▶ _ACTIVITY_:
An exact transcription of all the entries below is required.

▶ _EXERCISE INPUT_:
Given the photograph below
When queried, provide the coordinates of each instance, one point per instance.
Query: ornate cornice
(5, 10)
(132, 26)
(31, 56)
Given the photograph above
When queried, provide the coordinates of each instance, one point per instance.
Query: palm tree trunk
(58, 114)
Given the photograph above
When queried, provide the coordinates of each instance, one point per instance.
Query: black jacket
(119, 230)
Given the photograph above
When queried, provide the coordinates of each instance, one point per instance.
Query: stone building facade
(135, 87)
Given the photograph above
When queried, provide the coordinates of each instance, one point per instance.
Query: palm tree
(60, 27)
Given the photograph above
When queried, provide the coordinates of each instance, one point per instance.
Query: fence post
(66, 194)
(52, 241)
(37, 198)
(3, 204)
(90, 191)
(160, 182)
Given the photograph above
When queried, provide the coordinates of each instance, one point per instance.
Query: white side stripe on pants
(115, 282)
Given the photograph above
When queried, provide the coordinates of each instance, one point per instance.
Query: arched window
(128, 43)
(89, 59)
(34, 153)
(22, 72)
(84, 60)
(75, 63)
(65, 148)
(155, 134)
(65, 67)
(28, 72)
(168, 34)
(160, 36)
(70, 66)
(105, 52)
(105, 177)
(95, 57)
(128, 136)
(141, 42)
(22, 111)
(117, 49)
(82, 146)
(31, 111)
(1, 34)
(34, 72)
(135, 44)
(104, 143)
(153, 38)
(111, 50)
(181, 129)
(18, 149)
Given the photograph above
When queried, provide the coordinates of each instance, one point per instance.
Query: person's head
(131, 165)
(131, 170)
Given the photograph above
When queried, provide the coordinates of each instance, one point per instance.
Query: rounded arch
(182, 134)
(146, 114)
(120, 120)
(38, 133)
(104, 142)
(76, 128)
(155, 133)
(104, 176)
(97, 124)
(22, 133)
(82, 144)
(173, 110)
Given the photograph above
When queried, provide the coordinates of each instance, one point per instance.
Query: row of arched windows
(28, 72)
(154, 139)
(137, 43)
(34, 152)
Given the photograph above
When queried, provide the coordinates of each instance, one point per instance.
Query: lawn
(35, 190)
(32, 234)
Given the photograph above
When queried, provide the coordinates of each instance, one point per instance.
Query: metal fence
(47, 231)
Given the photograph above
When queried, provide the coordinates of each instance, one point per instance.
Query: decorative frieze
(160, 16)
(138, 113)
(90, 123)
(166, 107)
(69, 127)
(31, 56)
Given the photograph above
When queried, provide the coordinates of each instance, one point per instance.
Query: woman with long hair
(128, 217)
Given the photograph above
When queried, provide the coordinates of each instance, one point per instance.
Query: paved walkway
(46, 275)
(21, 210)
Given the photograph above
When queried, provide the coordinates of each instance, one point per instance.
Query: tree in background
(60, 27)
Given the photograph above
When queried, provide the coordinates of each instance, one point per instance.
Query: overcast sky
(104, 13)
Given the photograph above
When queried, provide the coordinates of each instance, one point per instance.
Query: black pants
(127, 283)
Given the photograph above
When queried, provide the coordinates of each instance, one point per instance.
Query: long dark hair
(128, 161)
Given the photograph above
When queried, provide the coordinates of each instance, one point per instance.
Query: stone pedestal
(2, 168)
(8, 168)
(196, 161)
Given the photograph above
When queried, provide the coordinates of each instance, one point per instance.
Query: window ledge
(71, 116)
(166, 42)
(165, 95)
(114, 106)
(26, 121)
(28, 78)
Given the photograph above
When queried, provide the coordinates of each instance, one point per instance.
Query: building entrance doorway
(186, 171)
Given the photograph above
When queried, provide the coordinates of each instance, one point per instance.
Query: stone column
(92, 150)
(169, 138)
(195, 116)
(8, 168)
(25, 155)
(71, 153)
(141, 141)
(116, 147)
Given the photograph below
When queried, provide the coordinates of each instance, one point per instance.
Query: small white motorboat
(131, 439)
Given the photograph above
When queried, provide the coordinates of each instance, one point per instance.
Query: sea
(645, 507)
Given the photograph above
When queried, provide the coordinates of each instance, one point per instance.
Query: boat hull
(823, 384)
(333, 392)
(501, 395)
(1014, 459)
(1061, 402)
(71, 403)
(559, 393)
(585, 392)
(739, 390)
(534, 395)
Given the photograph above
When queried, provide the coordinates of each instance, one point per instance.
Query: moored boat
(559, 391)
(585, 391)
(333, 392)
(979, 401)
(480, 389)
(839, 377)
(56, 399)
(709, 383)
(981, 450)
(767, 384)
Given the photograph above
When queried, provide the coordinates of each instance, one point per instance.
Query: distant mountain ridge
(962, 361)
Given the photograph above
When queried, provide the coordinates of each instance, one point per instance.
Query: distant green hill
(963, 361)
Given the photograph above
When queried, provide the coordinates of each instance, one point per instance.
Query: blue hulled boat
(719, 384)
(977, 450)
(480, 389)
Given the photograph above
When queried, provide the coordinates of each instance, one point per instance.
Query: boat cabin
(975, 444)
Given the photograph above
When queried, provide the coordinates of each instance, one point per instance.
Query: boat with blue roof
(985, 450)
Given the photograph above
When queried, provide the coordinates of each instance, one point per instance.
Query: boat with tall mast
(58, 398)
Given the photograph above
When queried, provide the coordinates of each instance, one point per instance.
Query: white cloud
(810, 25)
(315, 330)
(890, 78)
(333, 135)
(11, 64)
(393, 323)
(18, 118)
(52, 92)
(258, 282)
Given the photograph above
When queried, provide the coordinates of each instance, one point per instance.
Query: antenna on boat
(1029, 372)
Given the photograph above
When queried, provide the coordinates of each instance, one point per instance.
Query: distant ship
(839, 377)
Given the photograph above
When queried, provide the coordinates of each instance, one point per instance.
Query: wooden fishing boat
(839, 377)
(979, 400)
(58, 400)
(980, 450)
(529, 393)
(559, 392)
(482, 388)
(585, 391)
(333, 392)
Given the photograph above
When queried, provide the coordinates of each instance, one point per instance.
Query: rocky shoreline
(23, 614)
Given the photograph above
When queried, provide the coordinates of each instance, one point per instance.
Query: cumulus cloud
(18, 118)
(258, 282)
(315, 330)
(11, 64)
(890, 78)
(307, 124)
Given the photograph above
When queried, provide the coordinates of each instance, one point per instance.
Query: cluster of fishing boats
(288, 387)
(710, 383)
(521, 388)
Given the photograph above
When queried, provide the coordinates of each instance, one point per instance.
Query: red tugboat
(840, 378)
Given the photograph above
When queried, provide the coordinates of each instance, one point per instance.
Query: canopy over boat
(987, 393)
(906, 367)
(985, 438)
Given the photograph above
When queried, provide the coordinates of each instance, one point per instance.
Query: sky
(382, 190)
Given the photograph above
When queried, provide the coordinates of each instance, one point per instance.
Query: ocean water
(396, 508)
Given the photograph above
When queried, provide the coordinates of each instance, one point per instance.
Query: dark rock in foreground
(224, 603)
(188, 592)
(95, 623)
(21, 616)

▶ _RESULT FOR THIS TASK_:
Given the photograph below
When queried, provide the coordinates of each instance, one point per instance.
Query: ornate cornice
(5, 10)
(132, 26)
(31, 56)
Given the photograph above
When queried, provide the coordinates of each instance, one point per instance.
Query: palm tree trunk
(58, 114)
Given the photograph above
When queried, provide the coordinates of each instance, one point per instance.
Query: black jacket
(119, 230)
Given the photograph above
When queried, provide the coordinates of each instance, one point per instance.
Query: stone building facade
(135, 87)
Given the photograph above
When queried, provide the coordinates of each instance, one point per instance.
Query: palm tree
(60, 27)
Given the photograph above
When queried, provide the coordinates of each instance, one point per instance.
Query: fence post
(66, 194)
(52, 241)
(37, 198)
(3, 204)
(90, 191)
(160, 182)
Given the photograph above
When queried, provide the coordinates of each instance, one point per instance.
Query: white side stripe on pants
(115, 282)
Given the photograph above
When queried, provide the coordinates of each instance, one point per instance.
Query: arched window
(128, 43)
(89, 59)
(34, 153)
(22, 72)
(84, 60)
(75, 63)
(65, 148)
(155, 134)
(65, 67)
(28, 72)
(168, 34)
(160, 36)
(70, 66)
(105, 52)
(105, 177)
(95, 57)
(128, 136)
(141, 42)
(22, 111)
(117, 49)
(82, 146)
(31, 111)
(1, 34)
(34, 72)
(135, 44)
(104, 143)
(153, 38)
(111, 50)
(181, 129)
(18, 149)
Given the photograph above
When queried, provide the coordinates of each instance, one point per instance.
Query: person's head
(131, 165)
(131, 170)
Given the photograph above
When queried, provide the coordinates of each instance, one point per instance.
Query: rounded arch
(182, 134)
(146, 114)
(120, 120)
(38, 133)
(104, 142)
(76, 128)
(155, 133)
(104, 176)
(97, 124)
(22, 133)
(82, 144)
(173, 110)
Given the photograph above
When queried, provide the coordinates of each instance, one point per instance.
Query: row of arched windows
(28, 72)
(154, 139)
(137, 43)
(34, 152)
Given the photograph above
When queried, provide the coordinates of each instance, one point per instance.
Query: lawn
(35, 190)
(32, 234)
Given the photograph above
When queried, provide the coordinates of each instance, one point per instance.
Query: metal fence
(47, 231)
Given the photograph above
When queried, provide the coordinates of each instance, one point per instance.
Query: decorative frieze
(160, 16)
(138, 113)
(90, 123)
(166, 107)
(69, 127)
(31, 56)
Given the photograph above
When queried, provide the coordinates of each instance, one point per instance.
Query: woman with long hair
(128, 217)
Given the photograph above
When queried, provide the coordinates of each instance, one point per instance.
Query: paved walkway
(46, 275)
(21, 210)
Given the photograph above
When queried, provide the coordinates of each instance, one point per instance.
Query: tree in background
(60, 27)
Given the photograph above
When queried, provide the coordinates of each instance, one point per instance.
Query: overcast sky
(104, 13)
Given the photograph above
When queried, provide the coordinates of each instance, one point per instance.
Query: black pants
(127, 283)
Given the photograph above
When queried, provide the coordinates of each instance, one point per instance.
Query: long dark hair
(128, 161)
Given the photograph above
When queried, provide the coordinates of each instance, one point per instance.
Query: stone pedestal
(2, 168)
(8, 168)
(196, 161)
Given the photograph above
When queried, provide the coordinates of each instance, one point per instance.
Query: window ledge
(71, 116)
(166, 42)
(165, 95)
(114, 106)
(26, 121)
(28, 78)
Given the photograph above
When queried, provide the coordinates of each instance, one point per instance.
Query: building entrance doorway
(186, 171)
Given the photograph above
When queried, provide the coordinates of each instance, one point per instance.
Query: stone column
(92, 150)
(169, 138)
(195, 116)
(8, 168)
(25, 155)
(71, 153)
(141, 141)
(116, 147)
Given the photograph below
When queried, provide the coordinates of each instance, one point per instance.
Query: small white motorboat
(131, 439)
Given the photograph above
When queried, provide the coordinates of each instance, one point per instance.
Query: sea
(645, 507)
Given the photograph above
When queried, provide the coordinates of each instance, one point per instance.
Query: boat hull
(823, 384)
(333, 392)
(501, 395)
(1014, 459)
(1061, 402)
(71, 403)
(559, 393)
(585, 392)
(739, 390)
(534, 395)
Given the photograph above
When queried, provide the coordinates of each instance, one point per instance.
Query: moored boat
(559, 391)
(585, 391)
(333, 392)
(979, 401)
(480, 389)
(839, 377)
(56, 399)
(709, 383)
(981, 450)
(767, 384)
Given the photograph above
When queried, provide the coordinates of each instance, one point per instance.
Query: distant mountain ridge
(962, 361)
Given the photograph above
When queried, provide the coordinates of each instance, one point per instance.
Query: distant green hill
(963, 361)
Given the photograph above
When queried, provide the coordinates of each instance, one point per instance.
Query: blue hulled boat
(719, 384)
(977, 450)
(480, 389)
Given the photograph above
When queried, provide the coordinates of each instance, one point per instance.
Query: boat cabin
(975, 444)
Given the photograph above
When queried, provide the coordinates of each instance, one point per instance.
Query: boat with blue roof
(985, 450)
Given the photograph above
When queried, provide the coordinates of each instance, one point per instance.
Query: boat with tall mast
(58, 398)
Given the photograph above
When queried, provide the coordinates of each instance, one point per instance.
Query: white cloud
(810, 25)
(315, 330)
(890, 78)
(333, 135)
(11, 64)
(393, 323)
(18, 118)
(52, 92)
(258, 282)
Given the photograph above
When queried, provide the coordinates of each instance, one point per instance.
Query: antenna on boat
(1029, 372)
Given the photograph above
When queried, provide the coordinates of each instance, one point per instance.
Query: distant ship
(839, 377)
Given the photograph above
When queried, provide the coordinates of each instance, one point per instance.
Query: wooden fishing boat
(839, 377)
(979, 400)
(58, 400)
(980, 450)
(529, 393)
(559, 392)
(482, 388)
(585, 391)
(333, 392)
Given the photograph above
When queried, provide the coordinates of each instance, one point per instance.
Query: rocky shoreline
(23, 614)
Given the photograph above
When queried, provide the coordinates of each instance, one point per instance.
Query: cumulus cloud
(18, 118)
(258, 282)
(315, 330)
(11, 64)
(890, 78)
(307, 124)
Given the photograph above
When queried, provide the coordinates of each instance, one point per instance.
Query: cluster of fishing boats
(288, 387)
(710, 383)
(521, 388)
Given the photograph above
When queried, provide the coordinates of each instance, one point per instance.
Query: red tugboat
(840, 378)
Given the photograph above
When queried, provide the coordinates of each instance, one point per instance.
Query: canopy over boat
(987, 393)
(906, 367)
(985, 438)
Given the photograph above
When queried, provide the coordinates of each instance, one point per instance.
Query: sky
(382, 190)
Given the photograph above
When queried, provide the coordinates of each instance, one point per instance.
Query: ocean water
(396, 508)
Given the photograph above
When queried, provide the coordinates of each instance, one point per instance.
Query: dark rock in foreground
(224, 603)
(188, 592)
(95, 623)
(21, 616)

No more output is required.